**Texte à lire**

......

Face à un réseau de canalisations de 34.000 km, en majeure partie souterrain, Vancoillie n’a pas la tâche facile. « Notre mission réside dans la traduction des objectifs stratégiques fixés par De Watergroep en plans d’action concrets et en projets d’amélioration. Nous nous concentrons sur trois domaines : matériaux, objectifs financiers et solutions informatiques et numériques. La numérisation est une nécessité absolue. Nous ne disposons que d’un collaborateur par tranche de 2.000 km de canalisations. Dès lors, nous devons faire preuve d’une certaine ingéniosité. Une analyse pointue des données nous permet d’identifier les lieux les plus propices à la détection de fuites. »

Chaque goutte compte

Cet intitulé nous renvoie immédiatement au projet le plus connu lancé par De Watergroep ; à savoir, le programme LEAKIE dont la devise n’est autre que « chaque goutte compte ». Vancoillie: « L’eau est un bien précieux. Le changement climatique met notre gestion de l’eau à rude épreuve. Nous pourrions être tentés de l’oublier après l’hiver humide que nous avons connu, mais les cinq dernières années se sont avérées particulièrement sèches. Voilà pourquoi nous devons accroître la robustesse de nos réseaux d’eau. Cet effort commence par la réduction des pertes d’eau imputables aux fuites. » C’est ainsi qu’est né LEAKIE, un ambitieux programme pluriannuel visant à réduire radicalement le fameux ‘indice des pertes par fuites’. De Watergroep entend figurer, d’ici la fin de l’année 2025, au palmarès international quant au nombre des canalisations exemptes de fuites.

......

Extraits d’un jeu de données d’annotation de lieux

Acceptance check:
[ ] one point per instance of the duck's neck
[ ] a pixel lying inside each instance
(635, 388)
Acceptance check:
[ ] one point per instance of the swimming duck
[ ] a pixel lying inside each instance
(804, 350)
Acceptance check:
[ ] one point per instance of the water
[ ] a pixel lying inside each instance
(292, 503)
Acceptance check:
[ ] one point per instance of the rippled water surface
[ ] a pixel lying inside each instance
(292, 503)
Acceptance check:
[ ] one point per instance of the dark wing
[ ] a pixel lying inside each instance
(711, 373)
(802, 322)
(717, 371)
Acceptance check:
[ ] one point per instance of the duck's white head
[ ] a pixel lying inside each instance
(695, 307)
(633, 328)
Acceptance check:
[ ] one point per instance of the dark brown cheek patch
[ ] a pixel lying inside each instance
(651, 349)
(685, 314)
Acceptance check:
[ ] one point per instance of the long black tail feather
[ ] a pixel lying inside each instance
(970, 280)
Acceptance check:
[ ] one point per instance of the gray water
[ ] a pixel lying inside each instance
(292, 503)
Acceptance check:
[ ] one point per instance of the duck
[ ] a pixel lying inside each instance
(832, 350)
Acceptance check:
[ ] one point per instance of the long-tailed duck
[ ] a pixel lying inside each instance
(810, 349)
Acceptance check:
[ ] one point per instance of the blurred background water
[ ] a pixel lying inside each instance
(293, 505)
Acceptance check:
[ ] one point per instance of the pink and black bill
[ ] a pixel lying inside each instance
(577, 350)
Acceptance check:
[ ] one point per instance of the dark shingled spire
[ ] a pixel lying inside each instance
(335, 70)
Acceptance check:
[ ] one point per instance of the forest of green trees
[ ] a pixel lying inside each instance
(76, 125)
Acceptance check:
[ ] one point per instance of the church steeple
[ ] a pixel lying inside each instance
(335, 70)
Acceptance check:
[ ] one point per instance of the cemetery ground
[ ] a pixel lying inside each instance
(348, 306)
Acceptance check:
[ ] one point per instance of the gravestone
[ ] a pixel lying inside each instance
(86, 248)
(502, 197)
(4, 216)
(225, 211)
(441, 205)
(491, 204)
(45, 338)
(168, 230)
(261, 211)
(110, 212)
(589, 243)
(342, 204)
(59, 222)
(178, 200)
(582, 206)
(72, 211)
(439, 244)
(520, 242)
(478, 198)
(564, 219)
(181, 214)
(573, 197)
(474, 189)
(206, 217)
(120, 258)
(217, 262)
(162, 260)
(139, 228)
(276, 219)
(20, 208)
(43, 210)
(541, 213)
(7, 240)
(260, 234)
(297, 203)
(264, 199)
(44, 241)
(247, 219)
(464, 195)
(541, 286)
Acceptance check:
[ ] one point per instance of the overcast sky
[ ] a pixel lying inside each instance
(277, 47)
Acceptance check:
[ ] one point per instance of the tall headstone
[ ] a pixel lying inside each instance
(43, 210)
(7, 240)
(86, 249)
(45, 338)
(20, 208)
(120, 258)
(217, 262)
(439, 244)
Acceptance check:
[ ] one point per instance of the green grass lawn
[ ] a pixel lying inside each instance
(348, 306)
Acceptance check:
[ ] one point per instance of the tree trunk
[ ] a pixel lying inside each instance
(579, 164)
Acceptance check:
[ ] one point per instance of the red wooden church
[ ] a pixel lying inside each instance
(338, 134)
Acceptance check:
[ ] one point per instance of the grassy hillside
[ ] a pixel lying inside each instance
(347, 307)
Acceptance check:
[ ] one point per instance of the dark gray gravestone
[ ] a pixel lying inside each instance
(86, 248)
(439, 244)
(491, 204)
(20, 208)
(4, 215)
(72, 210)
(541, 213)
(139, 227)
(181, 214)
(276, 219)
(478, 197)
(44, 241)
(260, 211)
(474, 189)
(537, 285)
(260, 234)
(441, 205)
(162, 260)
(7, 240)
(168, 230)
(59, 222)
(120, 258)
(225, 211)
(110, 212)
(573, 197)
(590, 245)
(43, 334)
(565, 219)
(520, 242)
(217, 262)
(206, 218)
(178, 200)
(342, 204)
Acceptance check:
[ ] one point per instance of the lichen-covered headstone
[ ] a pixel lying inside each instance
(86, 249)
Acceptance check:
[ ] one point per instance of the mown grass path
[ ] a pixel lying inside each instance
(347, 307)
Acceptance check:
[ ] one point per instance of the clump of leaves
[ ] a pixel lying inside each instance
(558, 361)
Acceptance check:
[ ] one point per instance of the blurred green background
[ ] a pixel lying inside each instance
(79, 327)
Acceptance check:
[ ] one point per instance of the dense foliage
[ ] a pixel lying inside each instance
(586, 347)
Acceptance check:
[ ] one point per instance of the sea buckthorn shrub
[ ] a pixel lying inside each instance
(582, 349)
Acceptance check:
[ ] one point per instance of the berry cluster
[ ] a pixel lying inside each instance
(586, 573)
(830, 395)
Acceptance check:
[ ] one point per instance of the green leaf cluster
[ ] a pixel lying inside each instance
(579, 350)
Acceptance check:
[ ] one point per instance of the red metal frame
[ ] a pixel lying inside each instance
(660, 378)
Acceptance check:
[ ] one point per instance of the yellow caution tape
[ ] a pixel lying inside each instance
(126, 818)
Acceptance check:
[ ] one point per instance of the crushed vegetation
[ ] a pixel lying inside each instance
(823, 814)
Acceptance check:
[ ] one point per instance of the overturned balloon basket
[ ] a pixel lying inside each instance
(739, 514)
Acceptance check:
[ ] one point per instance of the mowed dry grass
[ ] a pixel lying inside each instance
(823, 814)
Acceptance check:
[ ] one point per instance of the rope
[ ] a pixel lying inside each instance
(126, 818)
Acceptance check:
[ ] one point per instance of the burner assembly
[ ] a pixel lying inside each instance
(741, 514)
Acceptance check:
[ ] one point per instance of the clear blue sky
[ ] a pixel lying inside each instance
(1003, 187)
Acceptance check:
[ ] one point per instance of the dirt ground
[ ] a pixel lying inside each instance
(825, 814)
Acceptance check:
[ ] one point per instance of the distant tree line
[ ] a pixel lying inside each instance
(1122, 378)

......

**À faire**
1. Répondez à ces questions d’après le texte sur De Watergroep :
(a) Combien de collaborateurs De Watergroep compte-t-elle par tranche de kilomètres de canalisations ?
(b) Quelle est la devise du programme LEAKIE ?
(c) D’ici quelle échéance De Watergroep veut-elle figurer au palmarès international ?
2. Mettez à jour un passage du texte sur De Watergroep en remplaçant « LEAKIE » par « ZÉROFUITE ». Commencez aux mots « Cet intitulé nous » et arrêtez-vous après « exemptes de fuites. ».
Les lignes n’ont aucun lien avec le texte.

**Corrigé**
1.
(a) Un collaborateur par tranche de 2.000 km de canalisations.
(b) « Chaque goutte compte ».
(c) D’ici la fin de l’année 2025.

2.
Cet intitulé nous renvoie immédiatement au projet le plus connu lancé par De Watergroep ; à savoir, le programme ZÉROFUITE dont la devise n’est autre que « chaque goutte compte ». Vancoillie: « L’eau est un bien précieux. Le changement climatique met notre gestion de l’eau à rude épreuve. Nous pourrions être tentés de l’oublier après l’hiver humide que nous avons connu, mais les cinq dernières années se sont avérées particulièrement sèches. Voilà pourquoi nous devons accroître la robustesse de nos réseaux d’eau. Cet effort commence par la réduction des pertes d’eau imputables aux fuites. » C’est ainsi qu’est né ZÉROFUITE, un ambitieux programme pluriannuel visant à réduire radicalement le fameux ‘indice des pertes par fuites’. De Watergroep entend figurer, d’ici la fin de l’année 2025, au palmarès international quant au nombre des canalisations exemptes de fuites.